= Beginning of Section =
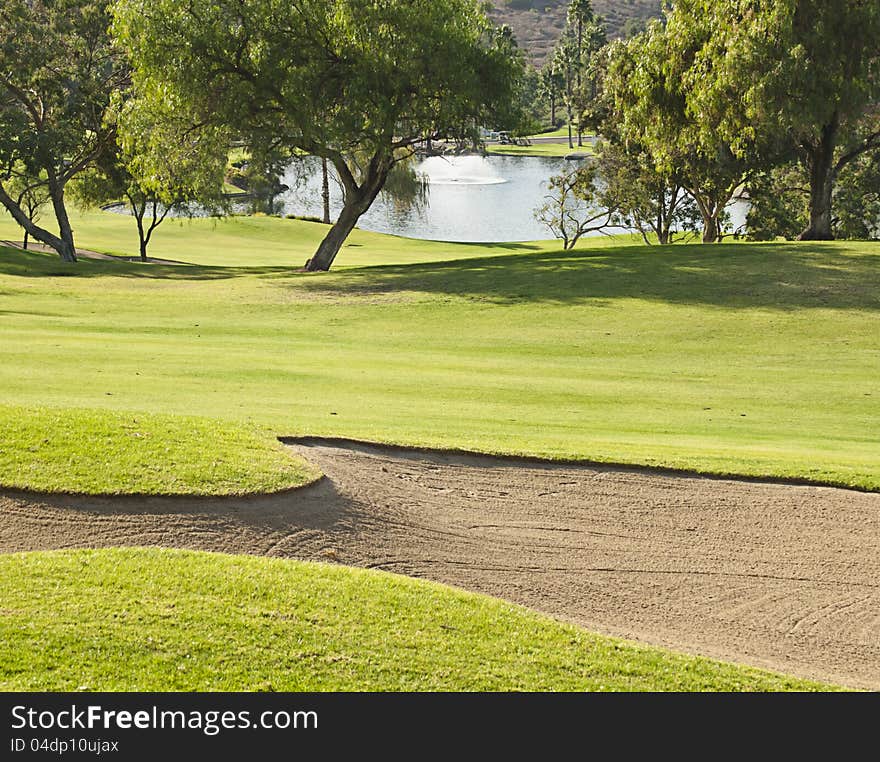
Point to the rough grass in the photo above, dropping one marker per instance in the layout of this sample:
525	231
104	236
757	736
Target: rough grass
161	620
736	359
104	452
539	149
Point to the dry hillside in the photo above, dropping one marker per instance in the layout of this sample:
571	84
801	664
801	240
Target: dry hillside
537	24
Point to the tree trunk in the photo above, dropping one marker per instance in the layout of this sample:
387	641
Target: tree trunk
332	243
325	187
35	231
358	198
56	193
138	213
820	159
710	229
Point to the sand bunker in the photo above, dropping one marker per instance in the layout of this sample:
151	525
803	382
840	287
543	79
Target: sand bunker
777	576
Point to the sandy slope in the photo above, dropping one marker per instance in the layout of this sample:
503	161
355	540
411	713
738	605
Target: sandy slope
778	576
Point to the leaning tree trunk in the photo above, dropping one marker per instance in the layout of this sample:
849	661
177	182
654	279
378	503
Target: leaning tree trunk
358	198
325	189
820	160
40	234
56	193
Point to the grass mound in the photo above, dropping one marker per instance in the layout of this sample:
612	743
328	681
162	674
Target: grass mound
158	620
105	452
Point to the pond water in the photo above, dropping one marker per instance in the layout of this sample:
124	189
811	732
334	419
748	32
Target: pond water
470	198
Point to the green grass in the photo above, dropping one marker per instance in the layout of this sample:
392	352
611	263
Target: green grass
151	619
104	452
562	132
737	359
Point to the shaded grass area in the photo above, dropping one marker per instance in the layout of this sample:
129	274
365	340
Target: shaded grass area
259	241
759	360
538	149
103	452
162	620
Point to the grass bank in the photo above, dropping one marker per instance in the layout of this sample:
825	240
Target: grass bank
737	359
110	452
162	620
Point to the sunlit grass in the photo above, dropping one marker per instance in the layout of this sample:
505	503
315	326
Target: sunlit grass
162	620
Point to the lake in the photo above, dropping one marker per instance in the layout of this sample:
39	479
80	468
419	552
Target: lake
470	198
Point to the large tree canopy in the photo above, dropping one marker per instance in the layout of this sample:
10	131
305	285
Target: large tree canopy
803	74
357	82
58	71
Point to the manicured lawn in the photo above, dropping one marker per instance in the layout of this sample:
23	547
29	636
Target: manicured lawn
107	452
733	359
538	149
151	619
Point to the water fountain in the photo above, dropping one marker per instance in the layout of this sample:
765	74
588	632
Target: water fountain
460	170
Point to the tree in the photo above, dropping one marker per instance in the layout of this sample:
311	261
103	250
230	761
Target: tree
805	73
58	70
780	201
550	87
650	201
30	194
647	103
573	206
588	36
337	79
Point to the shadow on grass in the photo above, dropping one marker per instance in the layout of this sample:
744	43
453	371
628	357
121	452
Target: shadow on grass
= End of Section =
Which lines above contain the word "shadow"? Copy each one.

* Solution to the problem *
Point to the shadow on grass in the photo above, dropping one marker per instance in the layout of this sample:
Target: shadow on grass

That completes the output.